WHAT YOU HAVE TO DO. Please repeat each of the records that follow, exactly as written.

INPUT Block Start

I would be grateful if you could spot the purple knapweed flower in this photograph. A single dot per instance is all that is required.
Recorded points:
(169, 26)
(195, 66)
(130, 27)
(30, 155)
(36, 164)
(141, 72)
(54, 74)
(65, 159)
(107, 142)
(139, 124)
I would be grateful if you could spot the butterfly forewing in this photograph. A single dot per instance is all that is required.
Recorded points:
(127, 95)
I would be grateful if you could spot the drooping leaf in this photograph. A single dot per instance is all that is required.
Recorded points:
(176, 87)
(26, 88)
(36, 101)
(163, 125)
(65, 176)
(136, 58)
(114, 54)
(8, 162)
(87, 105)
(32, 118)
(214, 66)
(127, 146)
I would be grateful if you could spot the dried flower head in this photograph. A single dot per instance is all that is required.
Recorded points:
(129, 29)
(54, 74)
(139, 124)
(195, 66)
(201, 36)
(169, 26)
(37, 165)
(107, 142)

INPUT Block End

REPLY TO THE TASK.
I would be grateful if you could spot the purple knapweed flower in this photograph. A single dot per instance is all that is required.
Recorded points:
(169, 26)
(195, 66)
(130, 27)
(30, 155)
(36, 164)
(141, 72)
(54, 74)
(65, 159)
(107, 142)
(139, 124)
I would be grateful if you could spot the butterfly forewing in this photograph. A single dot per instance is all that is required.
Recorded points:
(127, 95)
I would be grateful if you could spot the drooping leaf in this photograph. A single dot per instance is all that is required.
Recorded points:
(176, 87)
(26, 88)
(36, 101)
(163, 125)
(65, 176)
(136, 58)
(114, 54)
(8, 162)
(87, 105)
(32, 118)
(214, 66)
(127, 146)
I would be grateful if you could spot the dried flower head in this photograph. A single dot per instance is all that is required.
Recorded points:
(129, 29)
(54, 74)
(139, 124)
(195, 66)
(201, 36)
(169, 26)
(37, 165)
(107, 142)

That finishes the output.